**Exercise prompt**
Copy out each of the following lines word for word, with no changes.

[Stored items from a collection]
——

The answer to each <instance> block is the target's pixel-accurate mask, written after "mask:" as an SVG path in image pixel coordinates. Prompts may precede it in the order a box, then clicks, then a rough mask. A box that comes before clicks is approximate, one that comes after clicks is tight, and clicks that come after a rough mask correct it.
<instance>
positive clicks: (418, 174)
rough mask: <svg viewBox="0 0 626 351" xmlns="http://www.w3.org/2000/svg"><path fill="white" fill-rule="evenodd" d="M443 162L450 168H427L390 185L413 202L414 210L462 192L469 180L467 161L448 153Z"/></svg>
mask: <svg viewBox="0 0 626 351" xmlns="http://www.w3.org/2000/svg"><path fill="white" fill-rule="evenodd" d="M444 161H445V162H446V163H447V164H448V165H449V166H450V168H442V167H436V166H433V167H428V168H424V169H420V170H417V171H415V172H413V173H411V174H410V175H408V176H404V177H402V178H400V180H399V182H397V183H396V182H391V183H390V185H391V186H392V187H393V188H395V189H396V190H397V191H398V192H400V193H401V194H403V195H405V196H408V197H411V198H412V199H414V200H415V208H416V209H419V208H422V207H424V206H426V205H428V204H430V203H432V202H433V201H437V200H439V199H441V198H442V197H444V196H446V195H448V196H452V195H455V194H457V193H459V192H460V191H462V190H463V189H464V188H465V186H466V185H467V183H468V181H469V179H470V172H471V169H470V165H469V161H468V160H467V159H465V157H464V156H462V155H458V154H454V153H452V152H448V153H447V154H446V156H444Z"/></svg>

——

**Solution for this exercise**
The answer to each <instance> block is the target's pixel-accurate mask, written after "mask:" as an SVG path in image pixel coordinates. Prompts may precede it in the order a box, then clicks, then a rough mask. A box that comes before clicks is approximate, one that comes after clicks is tight, and clicks that come after a rough mask correct it.
<instance>
positive clicks: (418, 174)
rough mask: <svg viewBox="0 0 626 351" xmlns="http://www.w3.org/2000/svg"><path fill="white" fill-rule="evenodd" d="M443 162L450 168H427L390 185L413 202L414 210L462 192L469 180L467 161L448 153Z"/></svg>
mask: <svg viewBox="0 0 626 351" xmlns="http://www.w3.org/2000/svg"><path fill="white" fill-rule="evenodd" d="M444 161H445V162H446V163H447V164H448V165H449V166H450V168H442V167H436V166H433V167H428V168H424V169H420V170H417V171H415V172H413V173H411V174H410V175H408V176H404V177H402V178H400V180H399V182H397V183H396V182H391V183H390V185H391V186H392V187H393V188H395V189H396V190H397V191H398V192H400V193H401V194H403V195H405V196H408V197H411V198H412V199H414V200H415V208H416V209H419V208H422V207H424V206H426V205H428V204H430V203H432V202H433V201H437V200H439V199H441V198H442V197H444V196H446V195H448V196H452V195H455V194H457V193H459V192H460V191H462V190H463V189H464V188H465V186H466V185H467V183H468V181H469V179H470V172H471V169H470V165H469V161H468V160H467V159H465V157H464V156H462V155H458V154H454V153H452V152H448V153H447V154H446V156H444Z"/></svg>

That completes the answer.